### TASK PROMPT
Set down, word for word, the stretch of lines from the one containing "Provide the outline of every instance of the muffin" to the end of the records below.

### INFORMATION SHOWN
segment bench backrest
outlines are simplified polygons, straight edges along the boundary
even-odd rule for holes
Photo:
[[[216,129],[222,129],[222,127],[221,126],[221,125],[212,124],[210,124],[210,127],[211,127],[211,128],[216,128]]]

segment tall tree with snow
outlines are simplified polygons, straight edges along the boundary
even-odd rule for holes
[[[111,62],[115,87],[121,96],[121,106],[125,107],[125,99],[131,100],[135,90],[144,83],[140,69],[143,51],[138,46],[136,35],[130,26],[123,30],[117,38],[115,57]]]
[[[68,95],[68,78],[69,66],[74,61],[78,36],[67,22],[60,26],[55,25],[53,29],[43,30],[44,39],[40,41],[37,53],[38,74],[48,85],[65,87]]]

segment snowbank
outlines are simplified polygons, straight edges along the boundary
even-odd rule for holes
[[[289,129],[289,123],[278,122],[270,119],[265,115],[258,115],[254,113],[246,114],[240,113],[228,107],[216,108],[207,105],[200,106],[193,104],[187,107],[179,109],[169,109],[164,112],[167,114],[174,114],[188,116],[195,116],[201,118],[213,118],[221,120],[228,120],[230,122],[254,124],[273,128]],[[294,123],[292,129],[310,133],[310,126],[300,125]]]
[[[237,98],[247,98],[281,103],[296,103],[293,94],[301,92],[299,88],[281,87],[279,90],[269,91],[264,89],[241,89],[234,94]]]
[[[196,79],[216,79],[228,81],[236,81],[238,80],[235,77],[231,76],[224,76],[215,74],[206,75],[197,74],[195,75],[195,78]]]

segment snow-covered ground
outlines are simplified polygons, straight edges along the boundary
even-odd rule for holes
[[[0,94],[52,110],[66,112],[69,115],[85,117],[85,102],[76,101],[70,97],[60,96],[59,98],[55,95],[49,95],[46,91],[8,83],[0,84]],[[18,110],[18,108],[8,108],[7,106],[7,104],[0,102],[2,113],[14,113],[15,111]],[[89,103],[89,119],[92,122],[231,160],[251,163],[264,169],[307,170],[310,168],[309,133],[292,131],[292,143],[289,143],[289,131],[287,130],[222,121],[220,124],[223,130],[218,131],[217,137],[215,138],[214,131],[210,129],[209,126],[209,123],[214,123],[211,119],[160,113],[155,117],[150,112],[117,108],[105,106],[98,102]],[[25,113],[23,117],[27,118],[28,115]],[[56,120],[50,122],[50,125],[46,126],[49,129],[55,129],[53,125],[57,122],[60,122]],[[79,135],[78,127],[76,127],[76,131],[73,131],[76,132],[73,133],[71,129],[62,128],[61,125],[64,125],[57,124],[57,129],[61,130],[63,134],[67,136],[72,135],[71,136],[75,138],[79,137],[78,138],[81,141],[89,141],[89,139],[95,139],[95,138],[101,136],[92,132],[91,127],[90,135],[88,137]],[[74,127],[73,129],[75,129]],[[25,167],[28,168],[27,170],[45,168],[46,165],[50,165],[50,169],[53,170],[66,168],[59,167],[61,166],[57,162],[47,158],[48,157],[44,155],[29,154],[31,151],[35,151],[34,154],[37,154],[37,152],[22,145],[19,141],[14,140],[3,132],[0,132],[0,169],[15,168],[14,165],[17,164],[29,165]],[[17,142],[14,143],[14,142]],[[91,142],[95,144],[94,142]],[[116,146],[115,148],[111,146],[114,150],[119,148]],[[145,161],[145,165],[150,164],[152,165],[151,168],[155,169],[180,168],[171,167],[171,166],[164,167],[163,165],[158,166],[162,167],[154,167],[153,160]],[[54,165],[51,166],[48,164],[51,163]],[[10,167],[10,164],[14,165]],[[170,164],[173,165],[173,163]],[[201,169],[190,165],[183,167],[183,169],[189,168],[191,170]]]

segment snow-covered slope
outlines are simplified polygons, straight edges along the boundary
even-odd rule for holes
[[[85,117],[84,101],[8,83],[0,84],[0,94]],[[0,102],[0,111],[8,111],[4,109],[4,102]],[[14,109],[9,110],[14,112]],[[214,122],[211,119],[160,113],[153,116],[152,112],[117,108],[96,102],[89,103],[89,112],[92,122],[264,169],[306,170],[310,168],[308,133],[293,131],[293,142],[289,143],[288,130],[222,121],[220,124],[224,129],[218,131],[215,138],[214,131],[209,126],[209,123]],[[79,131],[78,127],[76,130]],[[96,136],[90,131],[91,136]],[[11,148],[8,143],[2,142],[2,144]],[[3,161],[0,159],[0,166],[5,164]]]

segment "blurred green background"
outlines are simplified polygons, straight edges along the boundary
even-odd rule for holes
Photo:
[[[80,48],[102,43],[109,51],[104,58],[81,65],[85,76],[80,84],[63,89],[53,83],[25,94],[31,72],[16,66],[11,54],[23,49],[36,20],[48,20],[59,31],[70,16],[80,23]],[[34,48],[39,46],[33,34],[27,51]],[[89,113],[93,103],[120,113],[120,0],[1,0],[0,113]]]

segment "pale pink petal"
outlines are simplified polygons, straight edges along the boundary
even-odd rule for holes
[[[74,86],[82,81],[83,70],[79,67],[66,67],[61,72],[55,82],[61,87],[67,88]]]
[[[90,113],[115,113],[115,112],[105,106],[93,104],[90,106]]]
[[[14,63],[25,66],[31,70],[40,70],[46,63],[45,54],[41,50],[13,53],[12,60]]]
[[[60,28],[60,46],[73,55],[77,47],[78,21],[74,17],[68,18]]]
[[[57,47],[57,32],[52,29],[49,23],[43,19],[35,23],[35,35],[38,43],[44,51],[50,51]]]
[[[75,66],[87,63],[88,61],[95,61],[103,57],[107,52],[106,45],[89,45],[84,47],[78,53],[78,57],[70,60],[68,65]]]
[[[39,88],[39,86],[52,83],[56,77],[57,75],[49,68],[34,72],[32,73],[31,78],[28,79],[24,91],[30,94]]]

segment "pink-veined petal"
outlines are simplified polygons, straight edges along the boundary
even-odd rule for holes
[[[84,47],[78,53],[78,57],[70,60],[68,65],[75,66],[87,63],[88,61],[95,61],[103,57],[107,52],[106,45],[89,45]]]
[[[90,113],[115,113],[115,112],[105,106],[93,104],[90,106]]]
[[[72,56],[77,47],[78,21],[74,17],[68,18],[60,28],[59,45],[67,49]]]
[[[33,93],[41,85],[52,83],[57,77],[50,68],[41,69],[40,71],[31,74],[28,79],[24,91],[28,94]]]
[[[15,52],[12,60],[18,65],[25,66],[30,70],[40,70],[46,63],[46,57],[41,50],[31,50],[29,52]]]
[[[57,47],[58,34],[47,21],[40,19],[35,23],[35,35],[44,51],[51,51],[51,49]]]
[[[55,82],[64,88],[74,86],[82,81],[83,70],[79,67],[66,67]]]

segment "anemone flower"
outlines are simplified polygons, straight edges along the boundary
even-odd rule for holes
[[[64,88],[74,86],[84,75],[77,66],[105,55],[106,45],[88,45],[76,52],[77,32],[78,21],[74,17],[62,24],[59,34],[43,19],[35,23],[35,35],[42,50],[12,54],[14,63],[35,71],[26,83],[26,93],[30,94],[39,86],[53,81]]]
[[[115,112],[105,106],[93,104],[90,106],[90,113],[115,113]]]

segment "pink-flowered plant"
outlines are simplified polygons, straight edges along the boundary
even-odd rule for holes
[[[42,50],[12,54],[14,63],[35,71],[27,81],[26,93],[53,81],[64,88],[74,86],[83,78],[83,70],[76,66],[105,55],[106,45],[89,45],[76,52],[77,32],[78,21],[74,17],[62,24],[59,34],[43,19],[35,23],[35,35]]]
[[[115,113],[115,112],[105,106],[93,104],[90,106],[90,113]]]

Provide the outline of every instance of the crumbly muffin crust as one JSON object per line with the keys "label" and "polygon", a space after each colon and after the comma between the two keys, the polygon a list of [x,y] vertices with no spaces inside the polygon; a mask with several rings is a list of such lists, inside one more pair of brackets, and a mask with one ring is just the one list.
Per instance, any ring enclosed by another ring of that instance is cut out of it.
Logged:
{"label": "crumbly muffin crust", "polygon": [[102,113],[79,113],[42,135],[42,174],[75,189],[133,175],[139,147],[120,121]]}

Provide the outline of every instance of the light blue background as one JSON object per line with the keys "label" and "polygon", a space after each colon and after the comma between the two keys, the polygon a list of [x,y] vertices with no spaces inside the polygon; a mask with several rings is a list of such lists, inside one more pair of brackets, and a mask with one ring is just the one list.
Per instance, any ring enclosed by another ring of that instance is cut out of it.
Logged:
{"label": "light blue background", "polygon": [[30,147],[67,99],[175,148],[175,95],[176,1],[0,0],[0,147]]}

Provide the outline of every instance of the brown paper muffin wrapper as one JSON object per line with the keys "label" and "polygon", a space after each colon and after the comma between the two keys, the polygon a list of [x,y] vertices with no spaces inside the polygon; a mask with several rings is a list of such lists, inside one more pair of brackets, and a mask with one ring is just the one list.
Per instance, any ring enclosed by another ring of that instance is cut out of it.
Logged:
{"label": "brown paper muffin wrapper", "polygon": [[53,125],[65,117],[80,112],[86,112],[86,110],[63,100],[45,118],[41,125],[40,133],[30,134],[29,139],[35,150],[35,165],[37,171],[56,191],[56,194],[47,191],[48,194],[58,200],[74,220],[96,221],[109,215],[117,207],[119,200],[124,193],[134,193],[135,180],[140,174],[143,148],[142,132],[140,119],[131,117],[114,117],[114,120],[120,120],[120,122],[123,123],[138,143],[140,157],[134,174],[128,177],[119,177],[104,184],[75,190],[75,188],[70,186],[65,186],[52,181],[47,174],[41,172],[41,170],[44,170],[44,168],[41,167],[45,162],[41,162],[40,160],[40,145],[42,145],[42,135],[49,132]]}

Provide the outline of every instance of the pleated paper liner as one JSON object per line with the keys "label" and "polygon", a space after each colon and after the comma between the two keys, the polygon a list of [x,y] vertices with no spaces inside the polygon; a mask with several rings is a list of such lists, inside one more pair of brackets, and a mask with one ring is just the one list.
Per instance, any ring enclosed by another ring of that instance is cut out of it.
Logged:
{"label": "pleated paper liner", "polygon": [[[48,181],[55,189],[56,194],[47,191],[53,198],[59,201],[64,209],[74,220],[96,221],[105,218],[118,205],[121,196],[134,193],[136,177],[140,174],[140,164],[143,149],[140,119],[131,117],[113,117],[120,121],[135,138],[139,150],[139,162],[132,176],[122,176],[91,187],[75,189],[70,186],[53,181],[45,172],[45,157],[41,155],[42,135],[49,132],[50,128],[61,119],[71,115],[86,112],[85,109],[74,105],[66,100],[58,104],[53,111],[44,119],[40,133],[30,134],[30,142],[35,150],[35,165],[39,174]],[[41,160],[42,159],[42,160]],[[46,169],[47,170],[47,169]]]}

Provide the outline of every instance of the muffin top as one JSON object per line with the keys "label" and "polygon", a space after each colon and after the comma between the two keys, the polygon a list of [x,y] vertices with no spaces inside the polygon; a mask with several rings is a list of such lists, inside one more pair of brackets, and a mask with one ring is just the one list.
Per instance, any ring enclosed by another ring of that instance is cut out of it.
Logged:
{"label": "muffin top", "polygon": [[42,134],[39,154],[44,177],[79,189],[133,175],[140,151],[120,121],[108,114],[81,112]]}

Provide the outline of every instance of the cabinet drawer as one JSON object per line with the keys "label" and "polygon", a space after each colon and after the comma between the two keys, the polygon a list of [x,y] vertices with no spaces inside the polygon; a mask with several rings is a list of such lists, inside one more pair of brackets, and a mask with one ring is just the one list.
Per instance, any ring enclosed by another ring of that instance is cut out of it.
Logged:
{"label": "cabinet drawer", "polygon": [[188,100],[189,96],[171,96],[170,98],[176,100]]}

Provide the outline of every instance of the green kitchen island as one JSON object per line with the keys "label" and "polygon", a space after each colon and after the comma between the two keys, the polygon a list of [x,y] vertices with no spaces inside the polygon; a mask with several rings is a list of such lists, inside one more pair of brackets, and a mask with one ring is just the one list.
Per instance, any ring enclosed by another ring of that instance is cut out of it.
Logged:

### ANSWER IN FULL
Provide the outline of every instance of the muffin top as one JSON object per line with the keys "label" and "polygon", a space after each colon and after the comma between the two keys, the polygon a list of [x,y] vertices with no spaces inside the polygon; a mask with several rings is a list of such lists, inside one more pair of brackets, and a mask with one ring is just the one list.
Per instance, any ring enclosed by another ring of that instance is cut out of it.
Logged:
{"label": "muffin top", "polygon": [[42,134],[39,154],[44,177],[79,189],[133,175],[140,151],[120,121],[108,114],[81,112]]}

Provide the outline of every instance of the cabinet drawer as one JSON object per line with the keys "label" and "polygon", a space after each colon and after the comma between the two keys, the polygon a list of [x,y] vertices with no spaces inside the polygon; a mask with several rings is a list of such lists, inside one more pair of brackets, and a mask with one ring is just the one list.
Per instance, any ring enclosed by another ring of that instance is cut out of it.
Logged:
{"label": "cabinet drawer", "polygon": [[188,100],[189,96],[171,96],[170,98],[176,100]]}

Provide the outline of every instance of the green kitchen island as one JSON object per line with the keys "label" and "polygon", a space after each colon and after the comma between the two keys, the polygon a list of [x,y] vertices with no spaces inside the polygon; a mask with several rings is a list of such lists, inside one more pair of brackets, and a mask with one ring is just the one list.
Per instance, any ring enclosed by another ring of that instance is cut out of it.
Logged:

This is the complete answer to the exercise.